+++ Records shown

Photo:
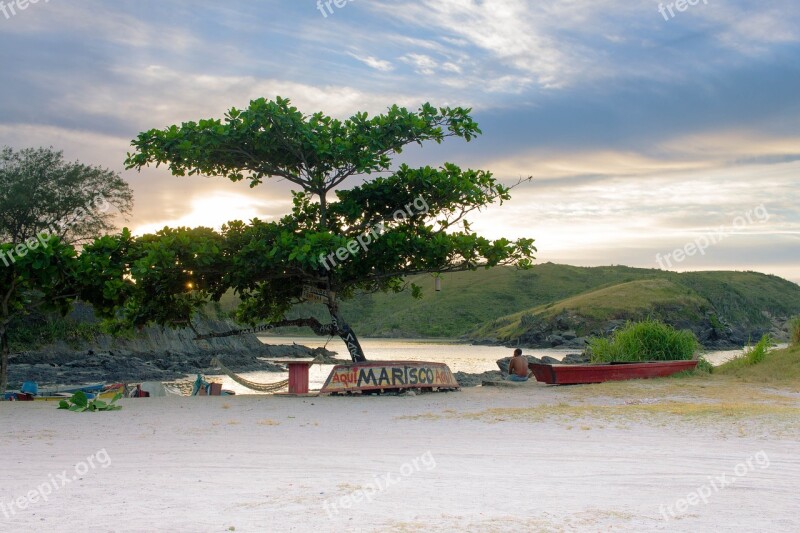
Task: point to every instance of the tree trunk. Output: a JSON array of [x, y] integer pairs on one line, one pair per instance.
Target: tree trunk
[[347, 335], [5, 349]]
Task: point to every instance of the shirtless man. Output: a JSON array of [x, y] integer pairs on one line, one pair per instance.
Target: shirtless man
[[518, 367]]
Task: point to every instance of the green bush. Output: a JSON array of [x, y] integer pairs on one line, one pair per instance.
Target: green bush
[[751, 356], [80, 403], [794, 331], [649, 340]]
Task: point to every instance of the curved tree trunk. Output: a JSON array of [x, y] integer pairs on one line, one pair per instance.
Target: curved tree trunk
[[5, 349], [346, 334]]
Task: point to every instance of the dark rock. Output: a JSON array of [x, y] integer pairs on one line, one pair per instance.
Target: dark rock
[[555, 340]]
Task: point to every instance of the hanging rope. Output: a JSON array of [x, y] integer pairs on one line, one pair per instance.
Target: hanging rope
[[252, 385]]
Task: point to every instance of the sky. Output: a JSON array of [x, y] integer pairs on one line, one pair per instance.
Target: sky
[[646, 128]]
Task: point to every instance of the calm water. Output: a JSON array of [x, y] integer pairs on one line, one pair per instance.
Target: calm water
[[459, 357]]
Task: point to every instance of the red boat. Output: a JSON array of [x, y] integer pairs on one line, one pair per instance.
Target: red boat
[[598, 373]]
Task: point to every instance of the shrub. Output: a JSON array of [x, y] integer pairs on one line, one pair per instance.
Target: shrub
[[649, 340], [80, 403], [752, 355], [794, 331]]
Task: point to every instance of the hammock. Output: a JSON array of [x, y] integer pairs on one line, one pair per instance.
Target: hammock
[[252, 385]]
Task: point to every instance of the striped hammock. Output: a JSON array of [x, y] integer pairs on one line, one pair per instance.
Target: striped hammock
[[252, 385]]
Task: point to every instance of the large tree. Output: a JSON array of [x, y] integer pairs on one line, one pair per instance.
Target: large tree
[[335, 241], [41, 192], [46, 205], [42, 276]]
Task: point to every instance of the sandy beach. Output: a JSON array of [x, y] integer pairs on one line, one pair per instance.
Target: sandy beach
[[666, 455]]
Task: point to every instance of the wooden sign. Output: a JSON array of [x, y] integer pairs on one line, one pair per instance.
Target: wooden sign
[[313, 294], [377, 375]]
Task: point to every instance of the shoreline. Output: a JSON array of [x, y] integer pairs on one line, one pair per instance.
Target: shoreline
[[597, 457]]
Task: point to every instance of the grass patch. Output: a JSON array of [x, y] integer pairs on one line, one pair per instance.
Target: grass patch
[[649, 340], [776, 367], [794, 331]]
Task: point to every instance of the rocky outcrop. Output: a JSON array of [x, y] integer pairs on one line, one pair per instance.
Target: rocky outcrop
[[154, 354]]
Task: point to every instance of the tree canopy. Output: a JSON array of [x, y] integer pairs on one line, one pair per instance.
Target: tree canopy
[[41, 192], [404, 221], [46, 205]]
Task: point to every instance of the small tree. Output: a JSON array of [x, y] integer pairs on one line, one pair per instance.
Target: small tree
[[41, 193], [41, 277], [46, 204], [274, 265]]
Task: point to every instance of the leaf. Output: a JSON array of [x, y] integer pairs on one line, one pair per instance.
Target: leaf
[[80, 398]]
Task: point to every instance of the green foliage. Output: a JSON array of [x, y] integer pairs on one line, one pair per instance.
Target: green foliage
[[266, 264], [752, 355], [703, 366], [649, 340], [26, 333], [780, 367], [39, 191], [794, 331], [79, 403]]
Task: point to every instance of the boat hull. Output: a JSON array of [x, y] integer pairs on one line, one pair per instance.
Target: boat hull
[[599, 373]]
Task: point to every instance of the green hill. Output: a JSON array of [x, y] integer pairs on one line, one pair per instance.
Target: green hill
[[511, 306]]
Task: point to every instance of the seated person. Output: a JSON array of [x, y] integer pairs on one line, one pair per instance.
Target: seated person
[[518, 367]]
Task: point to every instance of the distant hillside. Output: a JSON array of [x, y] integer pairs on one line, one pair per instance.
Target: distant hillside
[[509, 306]]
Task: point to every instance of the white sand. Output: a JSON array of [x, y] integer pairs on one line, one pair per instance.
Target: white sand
[[257, 463]]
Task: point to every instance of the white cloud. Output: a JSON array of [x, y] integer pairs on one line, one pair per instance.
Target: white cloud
[[373, 62]]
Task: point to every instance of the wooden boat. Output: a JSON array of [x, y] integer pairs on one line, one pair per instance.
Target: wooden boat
[[598, 373], [101, 391]]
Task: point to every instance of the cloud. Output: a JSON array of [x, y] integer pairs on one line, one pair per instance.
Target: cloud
[[373, 62]]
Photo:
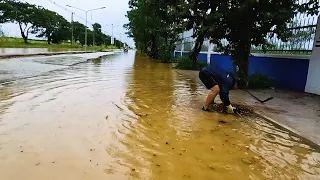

++++++

What this task involves — All lines from the start of the entries above through the line containing "Task: point to every instance of the striped" are to be given again exactly; the pictures are not.

Solution to this task —
Photo:
Task: point to every instance of the tree trunk. Output: a JSON array of [x, y] integer pairs on one line, one pair per instance.
Target: tree trunk
[[347, 335], [5, 349]]
Task: point to every instance of the shirtless man. Output: a JSON array of [x, y] integer pairs on one line, one pair per instance.
Target: shirtless man
[[518, 367]]
Task: point to every instance of the green bush. Output: a JSON array of [x, y] integer pairs on one line, one pair per instance.
Target: green bush
[[751, 356], [80, 403], [794, 331], [649, 340]]
Task: point to every instance of the curved tree trunk. Output: a JSON array of [x, y] integer pairs on one line, one pair per instance.
Target: curved tree trunk
[[5, 349], [346, 334]]
Task: point to every instance of the dark rock. Output: a JSON array of [x, y] integer pairs on one line, one pair per instance.
Target: dark rock
[[555, 340]]
Task: point to every instance of the hanging rope. Output: a JSON array of [x, y] integer pairs on one line, one pair per instance.
Target: hanging rope
[[252, 385]]
Task: point to every instance of the sky. Output: a JSON array of [x, y] integer pairs on one line, one pair per instance.
Target: sky
[[646, 128]]
Task: point to every instance of the calm water. Output: a JSON array of [x, y] integer pairs on one line, one pair per instance.
Target: calm water
[[459, 357]]
Task: point to every instance of the red boat. Output: a JSON array of [x, y] integer pairs on one line, one pair per instance.
Target: red boat
[[598, 373]]
Task: point to every instance of the shrub. Output: a JSON array of [x, y] integer pairs on one line, one pair per instance.
Target: shrub
[[649, 340], [80, 403], [752, 355], [794, 331]]
Task: point to every instance of the hammock. Output: a JSON array of [x, y] integer pairs on one line, one pair per instance.
Target: hammock
[[252, 385]]
Task: point to every instance of the striped hammock. Output: a JSON array of [x, y] integer pairs on one line, one pair per instance.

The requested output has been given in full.